__PROMPT A__:
From the Big Red Bash article, list every company, insurance syndicate or court it names.
__PROMPT B__:
Answer these questions from the Big Red Bash article:
(i) What was the amount of the claim for indemnity that the insurers declined?
(ii) Where was the festival due to take place?
(iii) On what date did the insured decide to cancel the event?
__PROMPT C__:
In the Big Red Bash article, rewrite the paragraph beginning "The insured was the organiser" as a short bulleted list, keeping its main facts.

__EXERCISE TEXT__:
___

By Frazer Hunt, Partner and Sara Menzies, Law Graduate
In the recent decision of Outback Music Festival Group Pty Ltd (formerly known as Big Run Events Pty Ltd) v Everest Syndicate 2786 at Lloyd’s  FCA 13, the Federal Court determined that the respondent insurers were entitled to rely upon a communicable disease exclusion clause to decline a $3.18 million claim for indemnity under an event cancellation policy issued to organisers of the “Big Red Bash” music festival.
The insured was the organiser of an annual music festival known as the “Big Red Bash”, which was due to take place in remote Queensland in July 2020. On 24 March 2020, the insured decided to cancel the event, in light of the COVID-19 pandemic.

___

__DATA LISTING__:
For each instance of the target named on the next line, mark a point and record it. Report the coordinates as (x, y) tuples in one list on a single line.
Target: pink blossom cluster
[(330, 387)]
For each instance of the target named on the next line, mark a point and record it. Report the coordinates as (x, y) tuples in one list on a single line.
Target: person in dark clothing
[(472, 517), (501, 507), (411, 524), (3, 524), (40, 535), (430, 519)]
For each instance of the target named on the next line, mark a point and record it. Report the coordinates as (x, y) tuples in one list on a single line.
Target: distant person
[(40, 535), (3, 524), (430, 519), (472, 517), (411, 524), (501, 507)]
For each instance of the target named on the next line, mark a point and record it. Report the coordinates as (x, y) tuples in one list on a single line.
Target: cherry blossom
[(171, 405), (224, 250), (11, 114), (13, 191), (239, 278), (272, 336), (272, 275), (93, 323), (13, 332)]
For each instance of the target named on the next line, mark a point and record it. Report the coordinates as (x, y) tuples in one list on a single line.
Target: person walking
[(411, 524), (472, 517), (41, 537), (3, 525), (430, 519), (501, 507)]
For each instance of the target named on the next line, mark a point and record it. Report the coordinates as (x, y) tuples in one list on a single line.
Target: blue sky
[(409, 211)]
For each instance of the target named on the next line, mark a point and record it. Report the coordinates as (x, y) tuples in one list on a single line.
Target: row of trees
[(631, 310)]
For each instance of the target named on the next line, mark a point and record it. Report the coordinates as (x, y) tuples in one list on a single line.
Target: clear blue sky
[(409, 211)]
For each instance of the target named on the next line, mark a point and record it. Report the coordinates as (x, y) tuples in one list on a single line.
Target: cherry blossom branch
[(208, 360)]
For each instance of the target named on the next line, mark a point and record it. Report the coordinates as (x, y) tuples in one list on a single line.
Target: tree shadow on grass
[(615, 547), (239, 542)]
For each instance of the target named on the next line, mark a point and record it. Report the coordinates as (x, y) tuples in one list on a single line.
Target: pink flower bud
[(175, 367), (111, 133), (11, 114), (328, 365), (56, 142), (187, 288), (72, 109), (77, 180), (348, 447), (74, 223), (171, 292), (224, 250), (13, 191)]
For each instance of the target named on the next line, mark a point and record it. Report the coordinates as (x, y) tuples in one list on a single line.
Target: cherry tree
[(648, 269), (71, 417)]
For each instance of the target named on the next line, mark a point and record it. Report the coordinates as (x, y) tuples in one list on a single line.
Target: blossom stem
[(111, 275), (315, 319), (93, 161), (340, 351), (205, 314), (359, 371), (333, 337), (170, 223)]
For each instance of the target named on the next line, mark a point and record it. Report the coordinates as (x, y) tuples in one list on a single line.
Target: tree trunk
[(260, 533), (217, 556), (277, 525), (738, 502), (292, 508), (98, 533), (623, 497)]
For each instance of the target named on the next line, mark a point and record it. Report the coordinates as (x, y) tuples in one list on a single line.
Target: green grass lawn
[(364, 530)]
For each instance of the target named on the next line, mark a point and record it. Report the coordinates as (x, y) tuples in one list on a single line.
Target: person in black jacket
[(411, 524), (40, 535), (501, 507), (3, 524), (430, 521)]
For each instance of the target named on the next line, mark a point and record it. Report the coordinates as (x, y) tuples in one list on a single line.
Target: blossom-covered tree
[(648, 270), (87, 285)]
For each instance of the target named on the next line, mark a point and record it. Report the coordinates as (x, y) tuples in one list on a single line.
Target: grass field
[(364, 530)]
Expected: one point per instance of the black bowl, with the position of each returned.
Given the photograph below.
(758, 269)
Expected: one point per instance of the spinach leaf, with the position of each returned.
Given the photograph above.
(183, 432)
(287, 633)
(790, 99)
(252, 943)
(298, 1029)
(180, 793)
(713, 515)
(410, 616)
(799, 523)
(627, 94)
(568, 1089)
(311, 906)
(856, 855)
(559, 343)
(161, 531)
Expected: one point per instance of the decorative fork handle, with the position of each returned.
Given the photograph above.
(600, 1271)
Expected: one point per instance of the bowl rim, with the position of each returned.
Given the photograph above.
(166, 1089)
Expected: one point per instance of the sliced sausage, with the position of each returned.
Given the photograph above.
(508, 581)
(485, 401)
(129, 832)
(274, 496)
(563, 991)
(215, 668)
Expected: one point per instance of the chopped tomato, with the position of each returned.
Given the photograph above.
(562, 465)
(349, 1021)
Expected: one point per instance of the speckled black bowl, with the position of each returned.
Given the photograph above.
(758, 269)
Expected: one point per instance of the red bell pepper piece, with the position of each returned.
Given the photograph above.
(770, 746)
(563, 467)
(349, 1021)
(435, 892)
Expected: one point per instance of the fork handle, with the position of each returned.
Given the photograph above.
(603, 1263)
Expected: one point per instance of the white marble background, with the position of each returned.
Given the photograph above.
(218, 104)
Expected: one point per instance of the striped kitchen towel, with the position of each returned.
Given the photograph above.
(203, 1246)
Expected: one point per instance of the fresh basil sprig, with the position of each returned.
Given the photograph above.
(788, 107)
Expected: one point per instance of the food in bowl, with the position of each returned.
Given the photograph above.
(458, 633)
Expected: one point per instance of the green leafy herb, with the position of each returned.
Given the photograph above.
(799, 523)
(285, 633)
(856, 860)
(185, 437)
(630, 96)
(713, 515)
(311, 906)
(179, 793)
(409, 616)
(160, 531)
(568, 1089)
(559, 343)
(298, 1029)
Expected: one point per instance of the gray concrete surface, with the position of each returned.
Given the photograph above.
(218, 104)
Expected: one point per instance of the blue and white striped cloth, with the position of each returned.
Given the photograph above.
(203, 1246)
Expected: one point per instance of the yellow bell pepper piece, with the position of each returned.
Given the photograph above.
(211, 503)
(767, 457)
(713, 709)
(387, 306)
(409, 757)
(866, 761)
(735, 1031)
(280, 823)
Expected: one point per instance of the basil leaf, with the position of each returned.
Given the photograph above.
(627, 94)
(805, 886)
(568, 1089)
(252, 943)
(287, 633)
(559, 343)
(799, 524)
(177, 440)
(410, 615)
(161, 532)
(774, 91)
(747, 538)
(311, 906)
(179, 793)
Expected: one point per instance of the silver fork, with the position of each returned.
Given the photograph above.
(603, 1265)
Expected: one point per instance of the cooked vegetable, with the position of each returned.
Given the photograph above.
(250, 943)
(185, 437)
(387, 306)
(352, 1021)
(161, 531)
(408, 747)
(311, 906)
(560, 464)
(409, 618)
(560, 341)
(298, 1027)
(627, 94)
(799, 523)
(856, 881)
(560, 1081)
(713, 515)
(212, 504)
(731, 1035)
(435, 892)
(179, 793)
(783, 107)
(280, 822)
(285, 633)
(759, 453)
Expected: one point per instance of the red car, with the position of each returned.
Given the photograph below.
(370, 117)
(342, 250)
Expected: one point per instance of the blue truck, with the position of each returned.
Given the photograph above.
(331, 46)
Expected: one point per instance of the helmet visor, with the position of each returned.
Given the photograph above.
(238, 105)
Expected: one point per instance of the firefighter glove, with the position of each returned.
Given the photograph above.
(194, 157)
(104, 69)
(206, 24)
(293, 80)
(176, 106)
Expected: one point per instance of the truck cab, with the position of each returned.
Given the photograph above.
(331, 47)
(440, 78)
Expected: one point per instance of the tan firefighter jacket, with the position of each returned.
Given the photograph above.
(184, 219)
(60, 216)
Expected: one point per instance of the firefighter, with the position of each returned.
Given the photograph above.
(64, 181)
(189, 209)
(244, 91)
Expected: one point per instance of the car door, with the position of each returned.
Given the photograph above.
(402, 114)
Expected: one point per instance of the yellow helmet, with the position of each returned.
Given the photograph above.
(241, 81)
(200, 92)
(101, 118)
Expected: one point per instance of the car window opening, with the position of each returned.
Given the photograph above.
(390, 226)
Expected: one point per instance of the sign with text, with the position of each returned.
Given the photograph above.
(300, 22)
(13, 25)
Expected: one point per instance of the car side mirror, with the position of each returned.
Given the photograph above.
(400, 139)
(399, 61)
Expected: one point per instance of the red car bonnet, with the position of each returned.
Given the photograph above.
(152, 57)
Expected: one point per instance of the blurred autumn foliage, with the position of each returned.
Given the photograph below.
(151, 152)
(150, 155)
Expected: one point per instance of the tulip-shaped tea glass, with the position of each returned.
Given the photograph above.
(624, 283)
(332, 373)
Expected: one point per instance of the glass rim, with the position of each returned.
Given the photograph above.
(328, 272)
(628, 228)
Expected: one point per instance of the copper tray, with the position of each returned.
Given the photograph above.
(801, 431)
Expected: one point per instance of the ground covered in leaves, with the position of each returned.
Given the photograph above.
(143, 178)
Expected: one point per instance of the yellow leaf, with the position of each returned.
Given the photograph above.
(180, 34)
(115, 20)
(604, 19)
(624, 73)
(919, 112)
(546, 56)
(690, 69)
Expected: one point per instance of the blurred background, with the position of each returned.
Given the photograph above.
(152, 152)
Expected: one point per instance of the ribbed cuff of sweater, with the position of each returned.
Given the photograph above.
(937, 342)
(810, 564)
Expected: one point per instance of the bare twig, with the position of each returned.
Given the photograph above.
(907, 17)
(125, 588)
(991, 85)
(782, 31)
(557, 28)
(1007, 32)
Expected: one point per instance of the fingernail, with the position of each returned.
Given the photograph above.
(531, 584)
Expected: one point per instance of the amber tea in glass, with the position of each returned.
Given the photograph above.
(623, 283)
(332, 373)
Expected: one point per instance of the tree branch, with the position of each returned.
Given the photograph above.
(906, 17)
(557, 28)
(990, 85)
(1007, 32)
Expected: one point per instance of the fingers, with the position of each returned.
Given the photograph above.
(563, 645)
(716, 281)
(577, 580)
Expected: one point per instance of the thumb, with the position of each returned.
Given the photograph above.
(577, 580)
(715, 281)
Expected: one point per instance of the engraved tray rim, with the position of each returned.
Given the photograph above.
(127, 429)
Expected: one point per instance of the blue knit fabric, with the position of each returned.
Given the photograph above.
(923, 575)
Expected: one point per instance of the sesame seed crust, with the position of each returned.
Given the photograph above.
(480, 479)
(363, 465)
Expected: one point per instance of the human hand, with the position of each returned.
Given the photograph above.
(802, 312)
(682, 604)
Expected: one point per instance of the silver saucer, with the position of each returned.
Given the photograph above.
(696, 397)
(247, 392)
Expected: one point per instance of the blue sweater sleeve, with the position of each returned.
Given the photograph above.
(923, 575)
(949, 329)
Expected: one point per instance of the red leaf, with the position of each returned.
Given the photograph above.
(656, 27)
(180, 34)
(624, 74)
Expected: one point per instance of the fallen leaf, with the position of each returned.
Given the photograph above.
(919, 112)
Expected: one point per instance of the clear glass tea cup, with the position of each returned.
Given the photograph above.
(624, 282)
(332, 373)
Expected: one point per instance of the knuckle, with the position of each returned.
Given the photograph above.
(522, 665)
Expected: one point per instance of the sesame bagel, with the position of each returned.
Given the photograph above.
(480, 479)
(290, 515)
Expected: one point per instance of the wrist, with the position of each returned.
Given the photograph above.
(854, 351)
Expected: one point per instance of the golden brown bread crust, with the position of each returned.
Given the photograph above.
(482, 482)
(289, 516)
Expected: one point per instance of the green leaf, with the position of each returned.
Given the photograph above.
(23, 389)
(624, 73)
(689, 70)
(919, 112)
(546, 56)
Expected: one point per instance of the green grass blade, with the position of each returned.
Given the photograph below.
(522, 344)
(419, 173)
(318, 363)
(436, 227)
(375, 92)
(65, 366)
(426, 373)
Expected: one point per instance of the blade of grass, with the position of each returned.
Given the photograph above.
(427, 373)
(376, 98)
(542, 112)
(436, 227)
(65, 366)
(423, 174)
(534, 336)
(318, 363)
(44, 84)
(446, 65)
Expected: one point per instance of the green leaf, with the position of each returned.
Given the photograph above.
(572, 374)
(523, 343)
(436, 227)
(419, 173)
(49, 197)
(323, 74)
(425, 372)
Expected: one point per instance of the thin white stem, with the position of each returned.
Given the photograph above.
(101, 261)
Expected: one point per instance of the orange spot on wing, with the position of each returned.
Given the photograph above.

___

__RESPONSE BOX A__:
- Outback Music Festival Group Pty Ltd
- Big Run Events Pty Ltd
- Everest Syndicate 2786 at Lloyd's
- the Federal Court

__RESPONSE BOX B__:
(i) $3.18 million
(ii) In remote Queensland
(iii) 24 March 2020

__RESPONSE BOX C__:
- The insured organized the "Big Red Bash," an annual music festival.
- It was due to take place in remote Queensland in July 2020.
- On 24 March 2020, the insured cancelled it because of the COVID-19 pandemic.